Document extract:
=====
The public health system in Romania is slowly but surely collapsing, according to a recent AFP report. It is both underfunded and riddled with corruption.
Romania spent about 4% of its GDP on healthcare in 2011, less than half of the 9% average across OECD countries. Less than a third of its population contributes to the health system.
All this means expats will want to steer well clear of public healthcare in Romania. And if you do chance it on a public hospital, make sure you have plenty of cash for bribes.
AFP quoted a 79-year old Bucharest engineer as saying:
The first thing I did after being admitted to hospital for bladder surgery was to inquire about the surgeon’s and the anaesthetist’s ‘fares.’
The problem is apparently so bad (and so common) that one Romanian newspaper actually published a guide to hospital bribes, listing common rates. Need a C-section? It’ll run you about EUR 500. Brain surgery? More like EUR 3,000. In total, the World Bank estimates Romanian doctors receive about EUR 300 million worth of bribes each year.
But you can hardly blame them, considering the average doctor earns a miserable EUR 500 a month. This not only keeps bribery enshrined as tradition in Romanian hospital wards, but also ensures the most qualified doctors flee overseas.
Patients themselves call the Romanian system “inhumane” (!). One of them, a 31-year old named Ana, told AFP:
There are dedicated doctors, but patients are often treated in a deplorable way, from the way medical staff address them to the care, or lack of, they get.
=====
Records:
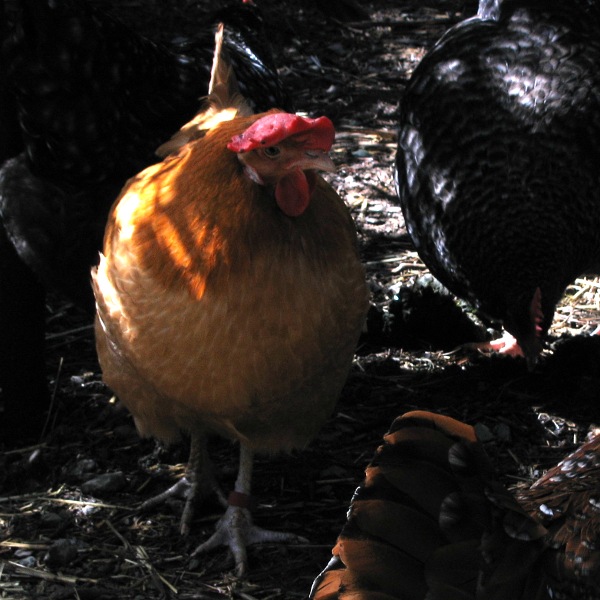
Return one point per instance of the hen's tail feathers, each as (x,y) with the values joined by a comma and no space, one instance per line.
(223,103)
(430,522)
=====
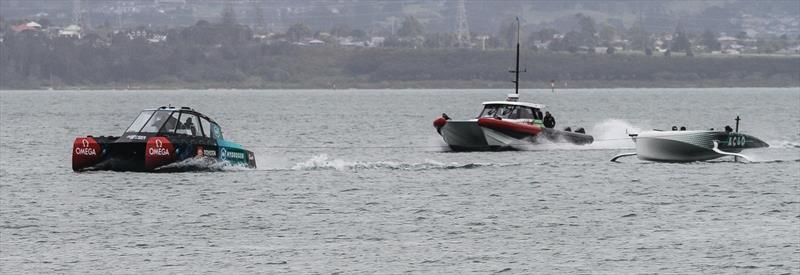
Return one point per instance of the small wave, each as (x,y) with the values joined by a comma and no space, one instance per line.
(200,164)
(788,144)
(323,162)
=====
To do:
- 1) Reproduce the passage of the Romanian public health text from "The public health" up to and including "riddled with corruption.".
- 2) Using the Romanian public health text, mark each statement yes or no, quoting the words that decide it. (a) Romania spent about 4% of its GDP on healthcare in 2011. (b) The average doctor in Romania earns EUR 1,000 a month. (c) A bribe for brain surgery runs to about EUR 3,000.

Solutions below:
- 1)
The public health system in Romania is slowly but surely collapsing, according to a recent AFP report. It is both underfunded and riddled with corruption.

- 2)
(a) Yes: "Romania spent about 4% of its GDP on healthcare in 2011"
(b) No: "the average doctor earns a miserable EUR 500 a month"
(c) Yes: "Brain surgery? More like EUR 3,000."